Dataset content.
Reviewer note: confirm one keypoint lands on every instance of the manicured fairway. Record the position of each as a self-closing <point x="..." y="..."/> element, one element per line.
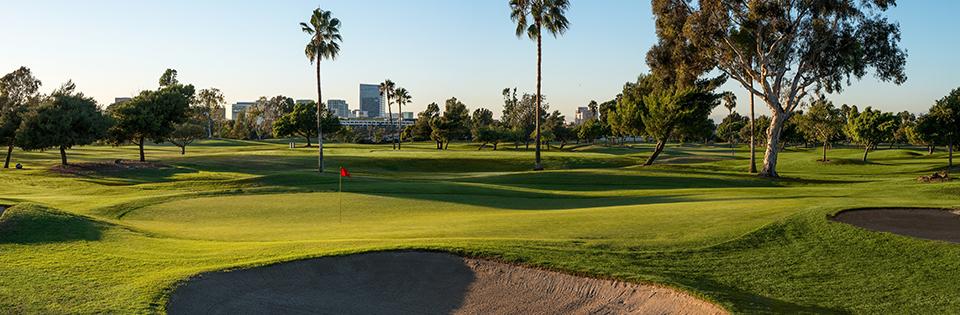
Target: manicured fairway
<point x="118" y="240"/>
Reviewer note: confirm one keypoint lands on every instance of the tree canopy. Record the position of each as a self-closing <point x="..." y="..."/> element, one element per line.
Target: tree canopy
<point x="782" y="51"/>
<point x="64" y="120"/>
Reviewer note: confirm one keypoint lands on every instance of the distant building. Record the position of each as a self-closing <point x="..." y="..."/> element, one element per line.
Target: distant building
<point x="373" y="122"/>
<point x="370" y="100"/>
<point x="339" y="108"/>
<point x="239" y="107"/>
<point x="583" y="114"/>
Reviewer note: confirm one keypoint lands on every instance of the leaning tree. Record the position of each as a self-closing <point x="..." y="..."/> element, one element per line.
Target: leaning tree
<point x="18" y="91"/>
<point x="62" y="121"/>
<point x="782" y="51"/>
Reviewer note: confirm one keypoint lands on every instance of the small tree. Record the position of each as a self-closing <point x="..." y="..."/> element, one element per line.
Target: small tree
<point x="822" y="122"/>
<point x="869" y="128"/>
<point x="151" y="115"/>
<point x="301" y="122"/>
<point x="63" y="121"/>
<point x="729" y="129"/>
<point x="210" y="105"/>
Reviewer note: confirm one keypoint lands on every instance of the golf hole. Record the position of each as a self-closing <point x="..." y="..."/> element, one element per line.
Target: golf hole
<point x="419" y="283"/>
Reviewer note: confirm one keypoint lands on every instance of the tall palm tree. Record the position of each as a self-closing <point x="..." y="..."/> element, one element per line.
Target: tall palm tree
<point x="532" y="17"/>
<point x="403" y="97"/>
<point x="324" y="31"/>
<point x="386" y="91"/>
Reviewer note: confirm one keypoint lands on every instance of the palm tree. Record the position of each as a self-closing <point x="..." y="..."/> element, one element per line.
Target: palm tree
<point x="403" y="97"/>
<point x="324" y="31"/>
<point x="386" y="90"/>
<point x="532" y="17"/>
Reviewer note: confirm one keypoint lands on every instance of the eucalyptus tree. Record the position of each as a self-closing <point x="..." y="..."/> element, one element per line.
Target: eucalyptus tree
<point x="870" y="127"/>
<point x="62" y="121"/>
<point x="324" y="31"/>
<point x="402" y="97"/>
<point x="169" y="77"/>
<point x="790" y="49"/>
<point x="18" y="90"/>
<point x="947" y="112"/>
<point x="532" y="18"/>
<point x="209" y="104"/>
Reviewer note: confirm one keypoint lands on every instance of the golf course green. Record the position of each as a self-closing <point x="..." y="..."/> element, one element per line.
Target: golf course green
<point x="98" y="237"/>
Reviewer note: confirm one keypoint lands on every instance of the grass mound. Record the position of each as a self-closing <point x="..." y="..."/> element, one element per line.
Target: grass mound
<point x="31" y="224"/>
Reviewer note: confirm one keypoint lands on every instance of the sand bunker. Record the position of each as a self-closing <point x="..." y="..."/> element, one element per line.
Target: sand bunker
<point x="419" y="283"/>
<point x="933" y="224"/>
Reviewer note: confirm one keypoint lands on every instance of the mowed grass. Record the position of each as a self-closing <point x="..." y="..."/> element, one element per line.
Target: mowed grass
<point x="117" y="241"/>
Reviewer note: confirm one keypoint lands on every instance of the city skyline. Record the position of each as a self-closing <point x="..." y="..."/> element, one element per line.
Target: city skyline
<point x="472" y="54"/>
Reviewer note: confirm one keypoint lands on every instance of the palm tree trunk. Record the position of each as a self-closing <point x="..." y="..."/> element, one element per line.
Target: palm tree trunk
<point x="824" y="152"/>
<point x="142" y="158"/>
<point x="319" y="127"/>
<point x="656" y="152"/>
<point x="753" y="142"/>
<point x="399" y="120"/>
<point x="538" y="166"/>
<point x="63" y="156"/>
<point x="6" y="163"/>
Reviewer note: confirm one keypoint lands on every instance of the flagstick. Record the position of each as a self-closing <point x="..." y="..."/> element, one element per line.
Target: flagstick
<point x="340" y="198"/>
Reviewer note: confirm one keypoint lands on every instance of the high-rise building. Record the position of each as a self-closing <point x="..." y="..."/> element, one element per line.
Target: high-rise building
<point x="370" y="100"/>
<point x="238" y="108"/>
<point x="339" y="108"/>
<point x="583" y="114"/>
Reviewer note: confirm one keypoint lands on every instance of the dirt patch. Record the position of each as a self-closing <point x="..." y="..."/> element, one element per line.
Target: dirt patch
<point x="419" y="283"/>
<point x="933" y="224"/>
<point x="99" y="167"/>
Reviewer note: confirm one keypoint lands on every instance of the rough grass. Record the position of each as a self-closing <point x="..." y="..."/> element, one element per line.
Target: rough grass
<point x="117" y="241"/>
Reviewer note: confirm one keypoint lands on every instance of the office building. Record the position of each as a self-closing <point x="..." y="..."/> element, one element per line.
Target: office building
<point x="239" y="107"/>
<point x="583" y="114"/>
<point x="339" y="108"/>
<point x="370" y="100"/>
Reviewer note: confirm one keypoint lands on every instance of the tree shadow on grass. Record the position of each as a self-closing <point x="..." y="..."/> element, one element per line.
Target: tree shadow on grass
<point x="752" y="303"/>
<point x="34" y="224"/>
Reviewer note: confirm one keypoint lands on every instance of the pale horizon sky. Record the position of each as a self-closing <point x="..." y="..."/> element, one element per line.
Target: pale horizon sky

To be done.
Copy all of the material above word for word, leaving out the pictures.

Right answer.
Reviewer note: confirm one keypoint lands on every instance of the manicured fairway. Record the position of each as a self-closing <point x="..." y="..."/> element, one element per line.
Target: manicured fairway
<point x="118" y="240"/>
Reviewer note: confirm one keypoint lands on every instance of the tree canopy. Record the position of each as a self-closing <point x="..." y="..."/> element, one element per line.
Target: tree canopy
<point x="782" y="51"/>
<point x="64" y="120"/>
Reviewer note: confirm one keypoint lands on every instance of the distant building. Record the position of each as a self-closing <point x="..." y="..."/> element, one element per line.
Target: distant building
<point x="373" y="122"/>
<point x="370" y="100"/>
<point x="339" y="108"/>
<point x="239" y="107"/>
<point x="583" y="114"/>
Reviewer note: confirm one keypoint lands on every instance of the leaning tree. Record the position of each as a self-closing <point x="..." y="..."/> element, one element per line.
Target: leaning tree
<point x="18" y="91"/>
<point x="62" y="121"/>
<point x="782" y="51"/>
Reviewer note: confirm one keypoint lands on every instance of the small tree. Record the position of each as a self-closing <point x="..." y="..."/> element, one element per line.
Target: small tree
<point x="822" y="122"/>
<point x="869" y="128"/>
<point x="151" y="115"/>
<point x="301" y="122"/>
<point x="63" y="121"/>
<point x="729" y="129"/>
<point x="210" y="105"/>
Reviewer note: confirm one keypoint lands on every instance of the golf hole. Record the position of each as a self-closing <point x="..." y="..."/> element, one element per line.
Target: golf hole
<point x="419" y="283"/>
Reviewer note: confirm one keypoint lands on every instance of the tall palm tree. Record the position of each as a self-closing <point x="..." y="..."/> element, one element per line.
Target: tall palm tree
<point x="532" y="17"/>
<point x="403" y="97"/>
<point x="324" y="31"/>
<point x="386" y="91"/>
Reviewer note: confirm one keypoint lands on every instance of the palm tree. Record the position of each as a self-closing <point x="..." y="..."/> element, one element per line.
Target: palm tree
<point x="403" y="97"/>
<point x="324" y="31"/>
<point x="386" y="90"/>
<point x="532" y="17"/>
Reviewer note: confirm one keypoint lands on every instance of the eucalyptus tree. Record the position of each as a self-closing <point x="..." y="..."/> element, one element per line.
Target: eucalyptus tree
<point x="870" y="127"/>
<point x="62" y="121"/>
<point x="324" y="31"/>
<point x="402" y="97"/>
<point x="169" y="77"/>
<point x="790" y="49"/>
<point x="18" y="90"/>
<point x="947" y="112"/>
<point x="532" y="18"/>
<point x="209" y="104"/>
Reviewer note: confirm one keypoint lands on every instance of the golf course green. Record the position of each as a self-closing <point x="..." y="..."/> element, one element per line.
Target: golf course green
<point x="98" y="237"/>
Reviewer note: confirm one keypoint lands on every instance of the grass mound. Record the position of each as a self-closing <point x="..." y="..."/> element, one element per line.
Target: grass mound
<point x="31" y="224"/>
Reviewer note: confirm one keypoint lands on every instance of the sand bunker. Record the position of each as a self-closing <point x="..." y="..."/> element, one element per line.
Target: sand bunker
<point x="419" y="283"/>
<point x="933" y="224"/>
Reviewer note: confirm one keypoint lands on every instance of the mowed grass. Record the position of each as a self-closing <point x="..." y="..."/> element, one element per line.
Target: mowed grass
<point x="117" y="241"/>
Reviewer note: confirm one keypoint lands on every instance of the city skyline. Record the position of each as a self-closing <point x="..." y="..."/> element, one element per line.
Target: city skyline
<point x="472" y="54"/>
Reviewer note: confirm one keypoint lands on every instance of the palm tree trunk. Record the position of each as a self-closing <point x="..." y="..."/> element, one element per line.
Target: palm tree trunk
<point x="824" y="152"/>
<point x="142" y="158"/>
<point x="319" y="127"/>
<point x="656" y="152"/>
<point x="753" y="142"/>
<point x="399" y="120"/>
<point x="538" y="166"/>
<point x="63" y="156"/>
<point x="6" y="163"/>
Reviewer note: confirm one keypoint lands on every instance of the flagstick. Record the position of each as a self-closing <point x="..." y="..."/> element, one element per line.
Target: flagstick
<point x="340" y="198"/>
Reviewer note: confirm one keypoint lands on every instance of the high-rise building. Record the position of each as a self-closing <point x="..." y="..."/> element, one element per line.
Target: high-rise building
<point x="370" y="100"/>
<point x="238" y="108"/>
<point x="339" y="108"/>
<point x="583" y="114"/>
Reviewer note: confirm one keypoint lands on every instance of the dirt patch. Record the position of each as a self-closing <point x="..." y="..."/> element, one element per line.
Target: dirt patch
<point x="419" y="283"/>
<point x="933" y="224"/>
<point x="99" y="167"/>
Reviewer note: confirm one keypoint lands on every instance of the rough grass. Record the position of each as a self-closing <point x="..." y="..."/> element, one element per line.
Target: rough grass
<point x="117" y="241"/>
Reviewer note: confirm one keypoint lands on every instance of the office building. Record the position of each as a self-closing <point x="..." y="..."/> element, one element per line.
Target: office building
<point x="239" y="107"/>
<point x="583" y="114"/>
<point x="339" y="108"/>
<point x="370" y="100"/>
Reviewer note: confirm one keypoint lands on every instance of the tree shadow on grass. Record the position of each as a self-closing <point x="..." y="..."/> element, one element per line.
Target: tree shadow on grass
<point x="752" y="303"/>
<point x="34" y="224"/>
Reviewer note: confirm one keypoint lands on every instance of the pale horizon sky. Record the position of each as a self-closing <point x="..." y="..."/> element, one element per line.
Target: pale horizon sky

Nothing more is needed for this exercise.